Point placement records:

= = = = =

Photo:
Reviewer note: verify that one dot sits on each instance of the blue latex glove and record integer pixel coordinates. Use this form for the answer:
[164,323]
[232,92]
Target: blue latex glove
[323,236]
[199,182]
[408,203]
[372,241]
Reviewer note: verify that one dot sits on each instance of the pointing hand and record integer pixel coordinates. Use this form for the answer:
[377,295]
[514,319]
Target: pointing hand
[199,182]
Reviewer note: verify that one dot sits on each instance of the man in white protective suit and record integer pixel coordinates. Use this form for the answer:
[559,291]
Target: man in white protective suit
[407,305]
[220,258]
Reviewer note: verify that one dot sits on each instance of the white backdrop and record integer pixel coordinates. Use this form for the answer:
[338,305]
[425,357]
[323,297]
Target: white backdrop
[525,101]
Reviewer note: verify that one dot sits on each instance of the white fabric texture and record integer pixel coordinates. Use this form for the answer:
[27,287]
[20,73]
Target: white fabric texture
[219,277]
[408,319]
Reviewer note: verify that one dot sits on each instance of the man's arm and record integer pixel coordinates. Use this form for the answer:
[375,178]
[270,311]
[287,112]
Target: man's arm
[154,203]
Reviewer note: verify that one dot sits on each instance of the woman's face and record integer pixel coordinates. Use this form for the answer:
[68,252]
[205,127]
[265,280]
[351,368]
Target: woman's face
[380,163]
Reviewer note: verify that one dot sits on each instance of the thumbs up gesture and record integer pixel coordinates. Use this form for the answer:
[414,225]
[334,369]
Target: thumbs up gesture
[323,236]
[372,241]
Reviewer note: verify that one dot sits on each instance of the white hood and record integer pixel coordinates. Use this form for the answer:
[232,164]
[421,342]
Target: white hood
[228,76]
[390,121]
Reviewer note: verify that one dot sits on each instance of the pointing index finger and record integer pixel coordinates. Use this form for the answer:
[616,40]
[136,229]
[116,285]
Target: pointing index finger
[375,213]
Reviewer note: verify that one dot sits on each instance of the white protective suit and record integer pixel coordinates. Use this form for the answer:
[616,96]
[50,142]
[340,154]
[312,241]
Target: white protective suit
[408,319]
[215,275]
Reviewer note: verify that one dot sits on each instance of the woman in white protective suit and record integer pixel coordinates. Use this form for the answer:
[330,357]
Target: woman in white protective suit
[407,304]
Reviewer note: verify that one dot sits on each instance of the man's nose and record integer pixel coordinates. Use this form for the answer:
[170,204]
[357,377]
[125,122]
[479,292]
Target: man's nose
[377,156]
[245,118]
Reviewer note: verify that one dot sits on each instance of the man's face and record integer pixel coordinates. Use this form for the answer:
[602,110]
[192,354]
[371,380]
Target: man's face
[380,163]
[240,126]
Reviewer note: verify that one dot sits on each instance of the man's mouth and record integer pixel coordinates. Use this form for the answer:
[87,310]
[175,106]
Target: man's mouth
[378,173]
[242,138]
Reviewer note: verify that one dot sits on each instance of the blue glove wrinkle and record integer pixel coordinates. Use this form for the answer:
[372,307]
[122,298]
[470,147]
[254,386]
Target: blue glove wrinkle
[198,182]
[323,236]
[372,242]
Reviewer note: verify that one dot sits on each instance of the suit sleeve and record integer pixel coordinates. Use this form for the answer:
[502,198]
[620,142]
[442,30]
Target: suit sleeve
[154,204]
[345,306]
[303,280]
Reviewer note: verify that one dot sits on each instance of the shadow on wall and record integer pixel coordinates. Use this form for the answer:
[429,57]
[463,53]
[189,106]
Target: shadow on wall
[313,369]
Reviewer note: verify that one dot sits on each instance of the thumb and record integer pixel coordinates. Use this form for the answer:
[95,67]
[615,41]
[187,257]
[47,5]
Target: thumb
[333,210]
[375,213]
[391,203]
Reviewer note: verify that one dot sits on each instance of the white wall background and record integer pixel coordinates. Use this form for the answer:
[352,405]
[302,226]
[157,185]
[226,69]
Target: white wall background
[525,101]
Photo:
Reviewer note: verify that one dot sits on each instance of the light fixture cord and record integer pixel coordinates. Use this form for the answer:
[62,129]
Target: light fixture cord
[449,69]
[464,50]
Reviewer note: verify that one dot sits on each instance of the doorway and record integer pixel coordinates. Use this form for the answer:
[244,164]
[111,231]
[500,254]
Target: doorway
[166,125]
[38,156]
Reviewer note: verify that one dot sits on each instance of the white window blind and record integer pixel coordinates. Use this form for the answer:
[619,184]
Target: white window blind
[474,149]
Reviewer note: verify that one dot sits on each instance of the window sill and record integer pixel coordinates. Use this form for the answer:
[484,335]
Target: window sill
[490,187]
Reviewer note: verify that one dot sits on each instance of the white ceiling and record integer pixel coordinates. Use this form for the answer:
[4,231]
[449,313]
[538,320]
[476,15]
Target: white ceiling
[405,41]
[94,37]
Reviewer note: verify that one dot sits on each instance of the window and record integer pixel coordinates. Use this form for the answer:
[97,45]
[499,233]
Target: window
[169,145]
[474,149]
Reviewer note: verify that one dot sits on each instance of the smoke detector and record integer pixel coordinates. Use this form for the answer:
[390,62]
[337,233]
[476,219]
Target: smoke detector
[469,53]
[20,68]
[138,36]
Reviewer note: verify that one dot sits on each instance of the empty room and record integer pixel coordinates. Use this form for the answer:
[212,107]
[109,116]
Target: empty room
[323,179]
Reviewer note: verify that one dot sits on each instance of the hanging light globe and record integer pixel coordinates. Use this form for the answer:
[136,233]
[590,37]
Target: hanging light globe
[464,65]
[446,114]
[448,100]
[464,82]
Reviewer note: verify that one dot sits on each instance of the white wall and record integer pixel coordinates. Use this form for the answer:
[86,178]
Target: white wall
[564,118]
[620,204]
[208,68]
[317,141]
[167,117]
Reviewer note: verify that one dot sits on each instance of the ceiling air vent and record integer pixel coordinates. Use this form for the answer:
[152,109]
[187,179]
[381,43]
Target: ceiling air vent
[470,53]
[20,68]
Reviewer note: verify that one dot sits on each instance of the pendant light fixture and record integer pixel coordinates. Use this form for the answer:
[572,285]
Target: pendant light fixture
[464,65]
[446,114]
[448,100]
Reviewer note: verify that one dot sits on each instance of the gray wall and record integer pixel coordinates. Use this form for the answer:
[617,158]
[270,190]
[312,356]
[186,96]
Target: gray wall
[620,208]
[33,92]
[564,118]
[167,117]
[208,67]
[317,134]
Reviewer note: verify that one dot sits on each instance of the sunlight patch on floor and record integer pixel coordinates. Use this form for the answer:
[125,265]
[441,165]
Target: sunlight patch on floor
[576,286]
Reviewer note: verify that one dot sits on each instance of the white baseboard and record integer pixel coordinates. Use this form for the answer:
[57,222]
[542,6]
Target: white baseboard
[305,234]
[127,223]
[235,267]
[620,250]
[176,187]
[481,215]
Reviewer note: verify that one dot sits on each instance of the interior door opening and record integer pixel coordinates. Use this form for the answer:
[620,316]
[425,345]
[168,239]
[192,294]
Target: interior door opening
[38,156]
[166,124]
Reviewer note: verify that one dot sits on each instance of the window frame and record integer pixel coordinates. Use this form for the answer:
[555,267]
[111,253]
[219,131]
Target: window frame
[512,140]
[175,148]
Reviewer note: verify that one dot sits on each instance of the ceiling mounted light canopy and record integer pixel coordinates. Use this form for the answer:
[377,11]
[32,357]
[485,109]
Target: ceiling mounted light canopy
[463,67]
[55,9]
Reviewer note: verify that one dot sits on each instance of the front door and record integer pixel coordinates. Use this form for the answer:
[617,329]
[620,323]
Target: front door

= = = = =

> _Short task_
Copy every line exactly. Leave nothing out.

> _Result of the task_
Photo:
Reviewer note: verify that one dot sits on each instance of the blue latex glove and record integer pixel coordinates. Use this form for the answer:
[164,323]
[232,92]
Target: blue latex glove
[323,236]
[199,182]
[408,203]
[372,241]
Reviewer note: verify that one dot sits on each instance of the pointing hand and record integer pixel coordinates. Use this form for the answer:
[377,295]
[514,319]
Target: pointing hand
[199,182]
Reviewer note: verify that one dot sits on each instance of the man in white protective suit and record integer pixel coordinates. Use this form for the answer:
[559,291]
Target: man in white protective suit
[407,305]
[220,258]
Reviewer note: verify that one dot sits on each instance of the white backdrop and record integer pixel coordinates. Use this form for the answer:
[338,305]
[425,357]
[323,297]
Target: white backdrop
[525,101]
Reviewer note: verify that one dot sits on each instance of the white fabric texture and record integer pixel coordinates. Use this form for the answer:
[27,287]
[20,73]
Target: white fabric texture
[219,277]
[408,319]
Reviewer note: verify that one dot sits on each instance of the man's arm and record integer pixel coordinates. Use this form for the answer:
[375,178]
[270,311]
[287,112]
Target: man's arm
[154,203]
Reviewer note: verify that one dot sits on each instance of the woman's face and record integer pixel coordinates. Use this form for the answer:
[68,252]
[205,127]
[265,280]
[351,368]
Target: woman's face
[380,163]
Reviewer note: verify that one dot sits on each instance of the thumbs up gesture and record integer pixel coordinates. Use this form for the answer:
[414,225]
[334,369]
Target: thumbs up gesture
[323,236]
[372,241]
Reviewer note: verify that one dot sits on each instance of the white hood and record integer pixel coordinates. Use this form for the answer:
[232,164]
[421,342]
Target: white hood
[228,76]
[390,121]
Reviewer note: verify that one dot sits on each instance of the pointing index finger and record integer pixel coordinates. Use this form for the answer:
[616,40]
[136,229]
[116,285]
Target: pointing index finger
[375,213]
Reviewer note: verify that one dot sits on each instance of the white protective suit and record integer pixel coordinates. Use this form for the answer:
[616,96]
[50,142]
[340,154]
[312,241]
Target: white protective suit
[408,319]
[215,275]
Reviewer note: verify that one dot sits on each instance of the woman in white protective suit and record integer pixel coordinates. Use this form for the answer:
[330,357]
Target: woman in white protective suit
[407,304]
Reviewer note: verify that one dot sits on each instance of the man's nose and record integer pixel coordinates. Use this form for the answer:
[170,204]
[357,377]
[125,122]
[479,292]
Target: man's nose
[377,156]
[245,118]
Reviewer note: verify that one dot sits on each instance of the man's face and record integer pixel coordinates. Use this form for the answer:
[602,110]
[192,354]
[371,380]
Target: man's face
[380,163]
[240,126]
Reviewer note: verify that one dot sits on each instance of the man's mouth and record integer pixel coordinates. Use this form for the answer:
[87,310]
[175,106]
Target: man's mouth
[378,173]
[242,138]
Reviewer note: verify that one dot sits on each instance of the blue glove wrinkle and record integer pixel coordinates. Use this form for the answer:
[372,307]
[122,298]
[470,147]
[254,386]
Target: blue glove wrinkle
[198,182]
[323,236]
[372,242]
Reviewer note: verify that one dot sits on each instance of the suit sleeve and record integer pixel coordinates. Use this form for the answer:
[502,198]
[620,142]
[442,30]
Target: suit sleeve
[154,204]
[345,306]
[303,280]
Reviewer note: verify that one dot sits on each instance of the shadow on wall and record integer pixel coordinates. Use this form for the answer:
[429,57]
[463,53]
[189,106]
Target: shadow on wall
[313,369]
Reviewer note: verify that one dot sits on each instance of the thumb and record integer pixel coordinates. Use this form for the answer:
[95,67]
[615,41]
[187,257]
[47,5]
Target: thumb
[333,210]
[375,213]
[391,203]
Reviewer note: verify that one dot sits on each instance of the white wall background and record integer pixel coordinates. Use this form for the answer:
[352,405]
[302,226]
[157,185]
[226,69]
Target: white wall background
[525,101]
Photo:
Reviewer note: verify that one dot sits on each instance of the light fixture cord and record integer pixel coordinates. Use this form for the answer:
[62,129]
Target: light fixture cord
[449,69]
[464,50]
Reviewer note: verify that one dot sits on each instance of the doorway and record integer pixel coordinates. Use this form for the answer:
[244,164]
[111,231]
[500,254]
Target: doorway
[166,125]
[38,156]
Reviewer note: verify that one dot sits on each instance of the white window blind and record integer pixel coordinates. Use this form for the answer:
[619,184]
Target: white window blind
[474,149]
Reviewer note: verify that one dot sits on each instance of the window sill and record integer pixel coordinates. Use this form for the answer:
[484,335]
Target: window sill
[490,187]
Reviewer note: verify that one dot sits on each instance of the white ceiling and record integer pixel coordinates. Use this form for the answer:
[4,231]
[449,313]
[538,320]
[476,15]
Target: white ceiling
[405,41]
[94,37]
Reviewer note: verify that one dot sits on each instance of the window and record integer pixel coordinates. Use this form for the answer:
[97,45]
[499,233]
Target: window
[169,145]
[474,149]
Reviewer note: verify that one dot sits on each instance of the smoke detector and record integer pixel coordinates. Use this form for the answer:
[390,62]
[337,233]
[476,219]
Target: smoke detector
[469,53]
[20,68]
[138,36]
Reviewer note: verify that one dot sits on each instance of the empty room and record integer pixel coordinates. Use this form for the answer:
[212,107]
[109,116]
Target: empty room
[323,179]
Reviewer note: verify that one dot sits on each instance of the hanging light globe and record integer pixel coordinates. Use this form for the answer:
[136,233]
[590,37]
Target: hanging light globe
[464,65]
[446,114]
[448,100]
[464,82]
Reviewer note: verify that one dot sits on each instance of the white wall and record integer pixel coordinates. Use this form for the answer:
[86,178]
Target: white wall
[564,118]
[620,204]
[208,68]
[317,141]
[167,117]
Reviewer note: verify that one dot sits on each instance of the ceiling air vent and record integer pixel coordinates. Use this form for the answer:
[152,109]
[187,179]
[381,43]
Target: ceiling air vent
[470,53]
[20,68]
Reviewer note: verify that one dot sits on each instance of the pendant light fixture and record integer pixel coordinates. Use this form for the answer:
[572,285]
Target: pendant light fixture
[464,65]
[446,114]
[448,100]
Reviewer note: verify that one dot sits on each instance of the gray wall and record integer pixel coordinates. Use this form for the answer:
[617,158]
[270,190]
[312,356]
[186,96]
Target: gray wall
[620,208]
[33,92]
[564,118]
[167,117]
[208,67]
[317,134]
Reviewer note: verify that one dot sits on each instance of the sunlight patch on floor and record integer pixel coordinates. Use this form for the answer:
[125,265]
[441,165]
Target: sunlight patch on floor
[576,286]
Reviewer note: verify that one dot sits on each instance of the white baseboard and record integer pixel coordinates. Use this form for the answer:
[57,222]
[542,6]
Target: white baseboard
[305,234]
[127,223]
[235,267]
[620,250]
[176,187]
[481,215]
Reviewer note: verify that one dot sits on each instance of the interior door opening and record integer pixel coordinates. Use this form for the answer:
[620,316]
[425,345]
[168,239]
[192,294]
Target: interior door opening
[38,156]
[166,124]
Reviewer note: verify that one dot sits on each instance of the window frame and record integer pixel coordinates. Use this form for the answer:
[555,267]
[111,253]
[219,131]
Target: window frame
[512,140]
[175,148]
Reviewer note: verify that one dot sits on each instance of the ceiling mounted light canopy and record integer pixel coordinates. Use this form for the answer:
[377,11]
[32,357]
[485,109]
Target: ceiling mounted light canopy
[463,67]
[55,9]
Reviewer note: verify that one dot sits on each instance of the front door and record integer pixel coordinates. Use this form for the answer:
[617,329]
[620,323]
Target: front door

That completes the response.